When the buyer is slow and offline, solve distribution before you write code
Dad of one, co-founder of three
For Mile's church software, the hard problem is not building it, it is reaching buyers who move slowly, decide over long cycles, and are nowhere near Product Hunt. When the buyer is that offline, distribution cannot be an afterthought you bolt on at launch, because there is no quick launch channel waiting for you. Map the path to the buyer (who decides, how long it takes, which channel they trust) while the product is still a concept, and let that path shape what you build. Writing all the code first and discovering you cannot reach anyone is the most expensive order to do it in.
Related advice
Sell into slow buyers on their timeline, not yours
Churches buy slowly, so Mile's sale runs on the church's clock, not his own preference for a fast close. In a slow-moving, relationship-driven market, pushing for speed reads as not understanding the buyer, while patient, in-person presence reads as someone worth working with. The long buying cycle is not a bug to fight, it is the texture of the relationship, and accepting it is part of the qualification. Show up, build the relationship the organization needs, and let the deal close when the buyer is ready instead of when your roadmap wants it to.
Choose a hard, offline, unglamorous niche on purpose
Mile deliberately picked church management software, an offline, slow-moving, decidedly unglamorous niche, because that is precisely what keeps casual competitors away. Nobody is racing to pitch a church admin tool at a demo day, which leaves the field open to whoever is patient enough to learn the domain. A transaction-heavy organization with no software built for it is a genuine opportunity hiding behind a boring label. The unglamorous niche is not the consolation prize, it is the one a committed builder can own while everyone else chases something shinier.
Nail one specific pain before you build the full suite
Mile's instinct was the full church management suite (scheduling, memberships, donations, communications) and the room talked him down to one pain point first: billing, or scheduling, or member communication, solved completely. The biggest risk in a specific niche is building something too generic to be worth switching to, a vague all-in-one that fixes nobody's actual Monday. A narrow tool that ends one real misery gives a buyer a concrete reason to say yes, and a wedge you can expand from later. Decide which single pain you will own, finish that, and earn the right to the suite instead of assuming it.
Recruit a friendly customer as a design partner and co-build
Rather than guess at church workflows from the outside, Mile's plan is to recruit one friendly church as a design partner and build the product alongside them. A design partner who lives the problem corrects your wrong assumptions before they become wrong code: the donation flow that does not match how the treasurer works, the schedule you never thought to model. For early feedback, meet the buyer where they already are, in WhatsApp groups and local community channels, and target the people who handle the tech, the church IT contact or the volunteer keeping the spreadsheets alive. Co-building with one real customer beats a polished product designed for an imaginary one.
────
* **QUESTIONS TO ANSWER**:
A: Reproduce the stretch of the church software advice from "Choose a hard, offline, unglamorous" through "chases something shinier.".
B: In the church software advice, which pain points did the room suggest Mile solve first instead of building the full suite?
Rely only on the church software advice for what follows.
────
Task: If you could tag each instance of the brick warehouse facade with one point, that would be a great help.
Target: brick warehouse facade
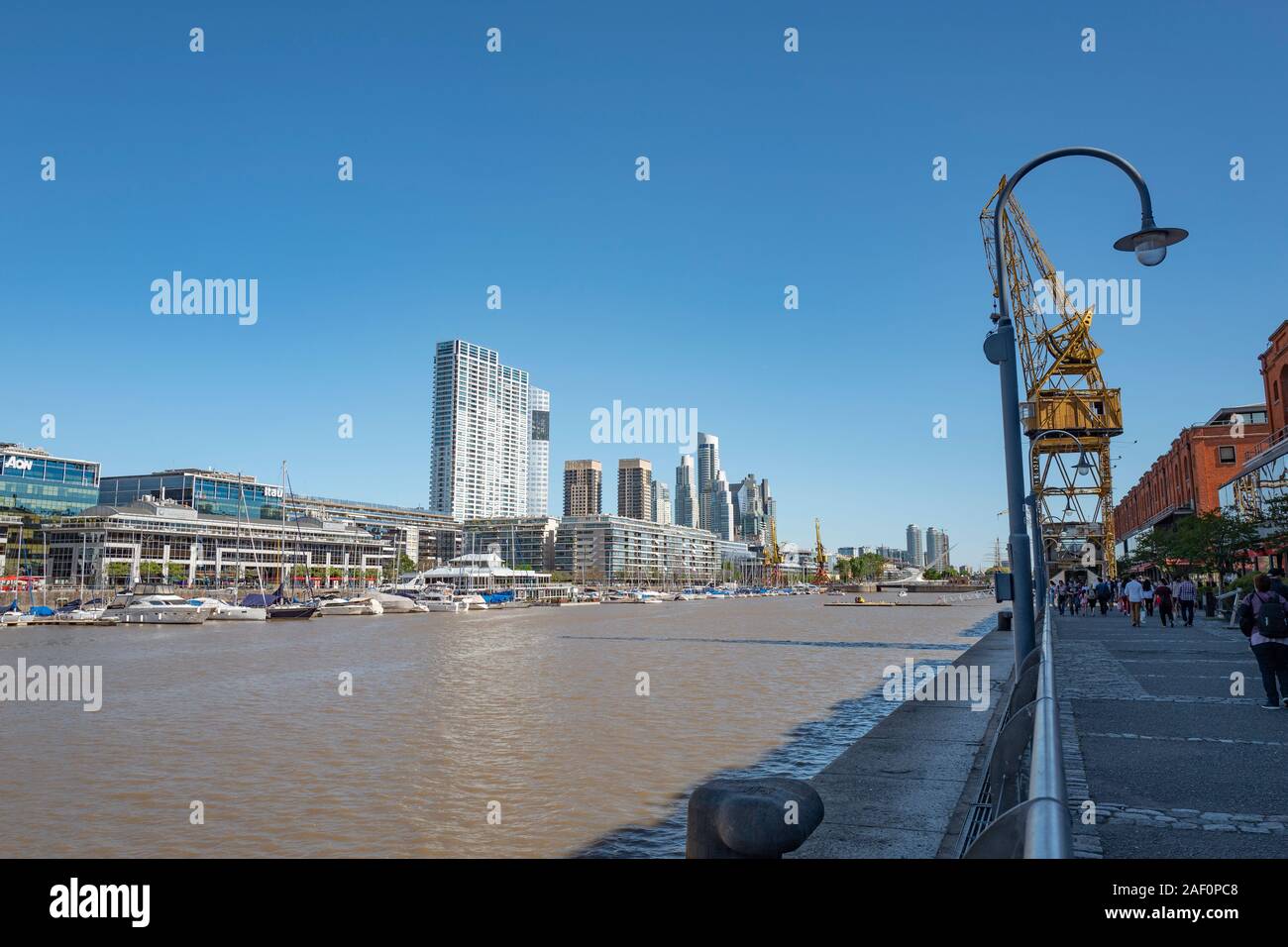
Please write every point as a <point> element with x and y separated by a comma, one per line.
<point>1274,373</point>
<point>1188,478</point>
────
* **SOLUTIONS BY TASK**:
A:
Choose a hard, offline, unglamorous niche on purpose
Mile deliberately picked church management software, an offline, slow-moving, decidedly unglamorous niche, because that is precisely what keeps casual competitors away. Nobody is racing to pitch a church admin tool at a demo day, which leaves the field open to whoever is patient enough to learn the domain. A transaction-heavy organization with no software built for it is a genuine opportunity hiding behind a boring label. The unglamorous niche is not the consolation prize, it is the one a committed builder can own while everyone else chases something shinier.

B: Billing, or scheduling, or member communication, solved completely.